┏━━
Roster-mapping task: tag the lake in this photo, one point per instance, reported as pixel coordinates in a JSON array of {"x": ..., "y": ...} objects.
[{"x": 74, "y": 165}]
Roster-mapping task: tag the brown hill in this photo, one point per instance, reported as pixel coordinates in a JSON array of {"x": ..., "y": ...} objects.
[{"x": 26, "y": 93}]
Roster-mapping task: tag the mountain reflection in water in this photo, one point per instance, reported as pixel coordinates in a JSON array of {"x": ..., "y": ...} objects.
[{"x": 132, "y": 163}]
┗━━
▶ [What to produce]:
Can you render all of the records above as a numbered list with the blank lines left out?

▶ [Task response]:
1. Roster-mapping task: tag the lake in this photo, one point per instance, reported as pixel coordinates in a JSON array of {"x": ..., "y": ...} objects.
2. [{"x": 74, "y": 165}]
3. Roster-mapping task: tag the brown hill in this photo, one point per instance, reported as pixel coordinates in a JSON array of {"x": ..., "y": ...} objects.
4. [{"x": 26, "y": 93}]
5. Roster-mapping task: tag the mountain reflection in water in this photo, one point per instance, reported as pixel coordinates in a JSON array of {"x": ..., "y": ...} objects.
6. [{"x": 132, "y": 163}]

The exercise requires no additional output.